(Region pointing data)
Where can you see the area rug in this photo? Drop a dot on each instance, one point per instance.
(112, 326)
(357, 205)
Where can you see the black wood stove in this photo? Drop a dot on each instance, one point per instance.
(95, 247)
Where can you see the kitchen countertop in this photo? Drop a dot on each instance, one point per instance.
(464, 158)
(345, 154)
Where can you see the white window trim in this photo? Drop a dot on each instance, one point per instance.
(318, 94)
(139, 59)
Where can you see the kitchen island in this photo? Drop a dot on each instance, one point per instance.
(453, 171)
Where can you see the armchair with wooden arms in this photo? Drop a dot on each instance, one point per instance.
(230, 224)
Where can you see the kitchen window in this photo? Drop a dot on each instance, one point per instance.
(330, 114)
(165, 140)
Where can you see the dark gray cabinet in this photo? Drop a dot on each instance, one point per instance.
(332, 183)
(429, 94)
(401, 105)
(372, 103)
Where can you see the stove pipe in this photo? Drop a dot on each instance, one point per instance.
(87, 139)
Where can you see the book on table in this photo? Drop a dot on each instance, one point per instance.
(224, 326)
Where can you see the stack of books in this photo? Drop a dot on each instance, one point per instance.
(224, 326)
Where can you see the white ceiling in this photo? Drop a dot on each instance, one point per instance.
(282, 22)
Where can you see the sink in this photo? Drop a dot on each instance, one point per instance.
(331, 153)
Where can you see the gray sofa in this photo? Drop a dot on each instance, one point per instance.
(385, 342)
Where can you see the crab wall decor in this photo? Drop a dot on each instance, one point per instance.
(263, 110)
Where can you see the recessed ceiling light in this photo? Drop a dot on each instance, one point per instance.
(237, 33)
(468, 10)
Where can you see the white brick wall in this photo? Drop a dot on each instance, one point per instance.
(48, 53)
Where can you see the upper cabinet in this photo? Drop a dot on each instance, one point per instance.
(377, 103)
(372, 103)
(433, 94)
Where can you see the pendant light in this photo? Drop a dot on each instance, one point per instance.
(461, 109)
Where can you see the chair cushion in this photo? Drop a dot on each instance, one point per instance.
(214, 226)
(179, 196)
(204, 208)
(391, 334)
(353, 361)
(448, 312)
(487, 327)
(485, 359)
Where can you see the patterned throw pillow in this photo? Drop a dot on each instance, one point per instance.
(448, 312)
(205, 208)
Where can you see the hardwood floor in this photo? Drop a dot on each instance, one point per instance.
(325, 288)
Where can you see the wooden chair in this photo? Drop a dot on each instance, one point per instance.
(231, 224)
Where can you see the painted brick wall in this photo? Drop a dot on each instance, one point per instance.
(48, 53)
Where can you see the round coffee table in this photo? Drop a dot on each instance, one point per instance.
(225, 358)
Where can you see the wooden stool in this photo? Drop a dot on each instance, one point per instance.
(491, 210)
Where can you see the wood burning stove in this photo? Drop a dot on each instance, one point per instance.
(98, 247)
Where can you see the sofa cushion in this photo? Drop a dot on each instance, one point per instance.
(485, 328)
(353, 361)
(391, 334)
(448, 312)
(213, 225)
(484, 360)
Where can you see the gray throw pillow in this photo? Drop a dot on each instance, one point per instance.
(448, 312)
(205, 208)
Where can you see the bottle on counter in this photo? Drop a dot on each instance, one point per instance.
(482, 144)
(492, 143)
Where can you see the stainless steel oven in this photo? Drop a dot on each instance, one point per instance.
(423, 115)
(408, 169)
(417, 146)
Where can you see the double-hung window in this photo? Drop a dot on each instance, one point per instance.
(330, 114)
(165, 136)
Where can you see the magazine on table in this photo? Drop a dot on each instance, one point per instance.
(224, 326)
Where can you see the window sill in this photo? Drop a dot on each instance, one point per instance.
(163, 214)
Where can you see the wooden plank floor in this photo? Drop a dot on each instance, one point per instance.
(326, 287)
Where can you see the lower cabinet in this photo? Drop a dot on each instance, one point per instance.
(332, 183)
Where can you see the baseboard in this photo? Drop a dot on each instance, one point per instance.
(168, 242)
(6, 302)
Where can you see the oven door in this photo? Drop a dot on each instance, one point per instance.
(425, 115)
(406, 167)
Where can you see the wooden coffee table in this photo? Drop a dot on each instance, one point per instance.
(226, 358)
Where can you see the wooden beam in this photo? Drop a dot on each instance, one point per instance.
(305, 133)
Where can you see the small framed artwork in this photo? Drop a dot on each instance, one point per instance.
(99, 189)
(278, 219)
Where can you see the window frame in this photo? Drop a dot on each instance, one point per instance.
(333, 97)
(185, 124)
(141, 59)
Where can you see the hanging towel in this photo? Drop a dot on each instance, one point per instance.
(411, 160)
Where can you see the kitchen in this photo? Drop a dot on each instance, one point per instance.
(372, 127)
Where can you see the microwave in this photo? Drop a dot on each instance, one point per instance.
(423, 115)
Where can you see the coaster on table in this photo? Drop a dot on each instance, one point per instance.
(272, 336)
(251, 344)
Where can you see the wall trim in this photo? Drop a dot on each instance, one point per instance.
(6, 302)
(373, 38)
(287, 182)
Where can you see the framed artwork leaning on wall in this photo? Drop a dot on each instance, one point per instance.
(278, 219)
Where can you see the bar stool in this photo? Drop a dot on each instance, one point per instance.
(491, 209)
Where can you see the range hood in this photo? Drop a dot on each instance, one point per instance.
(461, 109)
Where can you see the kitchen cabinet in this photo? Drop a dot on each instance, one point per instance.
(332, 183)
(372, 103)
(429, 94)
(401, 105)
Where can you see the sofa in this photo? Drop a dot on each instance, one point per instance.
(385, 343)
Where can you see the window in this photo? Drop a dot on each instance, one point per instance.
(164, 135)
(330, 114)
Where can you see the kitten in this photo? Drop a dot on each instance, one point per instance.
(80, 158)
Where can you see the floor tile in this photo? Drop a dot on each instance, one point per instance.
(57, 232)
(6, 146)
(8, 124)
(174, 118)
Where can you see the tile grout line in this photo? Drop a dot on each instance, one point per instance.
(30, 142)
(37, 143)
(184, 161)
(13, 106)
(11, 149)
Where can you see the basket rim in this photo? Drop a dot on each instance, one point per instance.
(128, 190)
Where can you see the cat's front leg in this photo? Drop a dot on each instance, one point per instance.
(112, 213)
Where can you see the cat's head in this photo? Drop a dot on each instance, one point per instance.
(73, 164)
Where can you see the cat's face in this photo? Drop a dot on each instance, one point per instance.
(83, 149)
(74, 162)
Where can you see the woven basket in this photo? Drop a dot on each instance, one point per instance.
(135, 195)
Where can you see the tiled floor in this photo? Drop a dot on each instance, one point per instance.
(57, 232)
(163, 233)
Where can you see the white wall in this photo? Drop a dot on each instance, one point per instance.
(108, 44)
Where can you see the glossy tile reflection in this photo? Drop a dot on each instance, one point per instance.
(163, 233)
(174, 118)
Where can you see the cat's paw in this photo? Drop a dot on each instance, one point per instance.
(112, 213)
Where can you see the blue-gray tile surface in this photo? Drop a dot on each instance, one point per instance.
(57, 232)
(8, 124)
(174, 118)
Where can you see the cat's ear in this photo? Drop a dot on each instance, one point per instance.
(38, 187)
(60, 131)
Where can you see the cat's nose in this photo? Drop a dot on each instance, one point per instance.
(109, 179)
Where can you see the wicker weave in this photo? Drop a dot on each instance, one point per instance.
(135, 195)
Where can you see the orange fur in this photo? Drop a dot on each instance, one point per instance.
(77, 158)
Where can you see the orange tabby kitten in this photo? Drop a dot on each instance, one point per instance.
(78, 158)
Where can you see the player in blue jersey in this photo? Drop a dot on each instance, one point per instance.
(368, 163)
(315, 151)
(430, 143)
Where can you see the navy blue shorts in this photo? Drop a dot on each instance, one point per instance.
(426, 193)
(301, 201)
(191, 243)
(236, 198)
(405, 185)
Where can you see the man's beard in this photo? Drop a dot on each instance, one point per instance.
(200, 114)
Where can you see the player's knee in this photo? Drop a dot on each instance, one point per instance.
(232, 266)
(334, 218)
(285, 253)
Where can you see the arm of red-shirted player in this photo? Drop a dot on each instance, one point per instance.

---

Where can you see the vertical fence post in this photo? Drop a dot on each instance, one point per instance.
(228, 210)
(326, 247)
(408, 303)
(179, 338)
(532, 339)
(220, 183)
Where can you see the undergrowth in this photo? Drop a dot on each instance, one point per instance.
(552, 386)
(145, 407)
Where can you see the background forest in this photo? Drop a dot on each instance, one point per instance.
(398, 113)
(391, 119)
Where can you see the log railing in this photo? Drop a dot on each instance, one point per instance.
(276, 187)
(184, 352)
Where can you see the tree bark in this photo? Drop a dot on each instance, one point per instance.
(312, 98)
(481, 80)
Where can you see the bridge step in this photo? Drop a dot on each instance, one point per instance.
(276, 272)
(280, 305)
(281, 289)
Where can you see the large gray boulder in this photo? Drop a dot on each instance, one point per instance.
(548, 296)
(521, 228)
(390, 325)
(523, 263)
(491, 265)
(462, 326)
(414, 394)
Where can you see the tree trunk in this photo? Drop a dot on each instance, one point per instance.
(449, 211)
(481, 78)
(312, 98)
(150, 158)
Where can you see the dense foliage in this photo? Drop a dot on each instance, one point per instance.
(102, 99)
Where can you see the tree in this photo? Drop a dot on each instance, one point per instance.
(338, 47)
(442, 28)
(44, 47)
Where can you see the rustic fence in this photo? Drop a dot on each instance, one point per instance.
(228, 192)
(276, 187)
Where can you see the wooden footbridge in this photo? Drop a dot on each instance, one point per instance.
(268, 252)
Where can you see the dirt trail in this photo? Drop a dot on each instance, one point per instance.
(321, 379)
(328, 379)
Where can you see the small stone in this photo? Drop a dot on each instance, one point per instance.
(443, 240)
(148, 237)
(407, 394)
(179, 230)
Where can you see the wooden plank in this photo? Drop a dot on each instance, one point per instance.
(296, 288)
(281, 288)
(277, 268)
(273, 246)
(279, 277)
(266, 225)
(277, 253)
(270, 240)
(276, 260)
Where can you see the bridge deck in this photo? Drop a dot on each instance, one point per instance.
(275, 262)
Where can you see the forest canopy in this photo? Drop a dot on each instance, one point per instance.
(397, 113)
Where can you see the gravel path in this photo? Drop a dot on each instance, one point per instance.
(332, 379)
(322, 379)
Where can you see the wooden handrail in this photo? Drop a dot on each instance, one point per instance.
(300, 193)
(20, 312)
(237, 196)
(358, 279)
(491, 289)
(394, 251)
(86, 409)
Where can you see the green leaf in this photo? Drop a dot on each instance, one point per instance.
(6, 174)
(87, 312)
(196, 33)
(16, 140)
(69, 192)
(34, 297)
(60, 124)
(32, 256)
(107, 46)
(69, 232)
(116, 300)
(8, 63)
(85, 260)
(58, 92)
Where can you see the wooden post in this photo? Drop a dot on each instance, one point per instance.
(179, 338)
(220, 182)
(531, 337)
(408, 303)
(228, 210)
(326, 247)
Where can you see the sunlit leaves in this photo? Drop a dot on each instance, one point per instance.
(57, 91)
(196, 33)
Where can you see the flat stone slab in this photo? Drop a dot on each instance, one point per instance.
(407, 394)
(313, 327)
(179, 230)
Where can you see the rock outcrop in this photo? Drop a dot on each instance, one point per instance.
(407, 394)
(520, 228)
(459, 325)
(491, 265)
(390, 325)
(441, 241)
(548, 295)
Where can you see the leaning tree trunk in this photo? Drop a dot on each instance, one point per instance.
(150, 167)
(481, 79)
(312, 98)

■ **EXERCISE INSTRUCTIONS**: Where the data above reaches the line holding "Where can you see the player's", begin printing, and stop after the line holding "Where can you see the arm of". Each line must be reproduced exactly, with nothing else added.

■ **WRITTEN RESPONSE**:
Where can you see the player's knee in this photo? Drop a dot on each instance, one point per instance.
(232, 266)
(334, 218)
(285, 253)
Where can you see the arm of red-shirted player in this photo? Drop a dot on each instance, one point per instance.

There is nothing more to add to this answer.